Look through the records below, and whenever a line contains "hand", copy it.

Records from a data source:

= Beginning of Section =

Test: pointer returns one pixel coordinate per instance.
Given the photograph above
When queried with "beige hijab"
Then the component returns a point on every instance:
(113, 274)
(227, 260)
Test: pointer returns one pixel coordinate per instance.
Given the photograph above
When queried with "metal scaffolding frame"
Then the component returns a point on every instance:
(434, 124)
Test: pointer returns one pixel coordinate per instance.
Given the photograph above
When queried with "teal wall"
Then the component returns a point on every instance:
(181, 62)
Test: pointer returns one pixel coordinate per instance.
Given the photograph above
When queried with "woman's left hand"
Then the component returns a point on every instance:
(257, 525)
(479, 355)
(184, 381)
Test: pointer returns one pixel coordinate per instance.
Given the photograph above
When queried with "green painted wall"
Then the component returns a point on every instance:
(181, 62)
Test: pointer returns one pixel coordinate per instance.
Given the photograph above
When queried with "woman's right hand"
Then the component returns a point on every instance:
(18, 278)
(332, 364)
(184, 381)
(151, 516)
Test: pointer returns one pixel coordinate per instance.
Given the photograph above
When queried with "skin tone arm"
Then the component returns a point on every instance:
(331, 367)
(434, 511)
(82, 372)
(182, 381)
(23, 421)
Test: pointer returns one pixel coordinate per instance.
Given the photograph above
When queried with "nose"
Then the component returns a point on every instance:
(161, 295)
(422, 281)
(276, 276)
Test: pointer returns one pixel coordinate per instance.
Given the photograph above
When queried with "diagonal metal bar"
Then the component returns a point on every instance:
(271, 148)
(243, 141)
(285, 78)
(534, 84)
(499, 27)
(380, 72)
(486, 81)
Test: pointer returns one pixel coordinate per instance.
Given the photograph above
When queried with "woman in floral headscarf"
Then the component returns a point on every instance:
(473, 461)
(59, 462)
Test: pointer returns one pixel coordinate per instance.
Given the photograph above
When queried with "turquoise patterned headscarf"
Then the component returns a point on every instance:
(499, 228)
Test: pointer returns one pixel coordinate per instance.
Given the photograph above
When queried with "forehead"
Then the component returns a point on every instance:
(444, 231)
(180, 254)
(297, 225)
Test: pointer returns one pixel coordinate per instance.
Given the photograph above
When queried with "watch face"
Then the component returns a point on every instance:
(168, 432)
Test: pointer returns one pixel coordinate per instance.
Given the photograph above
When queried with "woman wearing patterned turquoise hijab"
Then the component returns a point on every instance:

= End of Section =

**ANSWER BELOW**
When queried with "woman's left hand"
When queried with "woman's right hand"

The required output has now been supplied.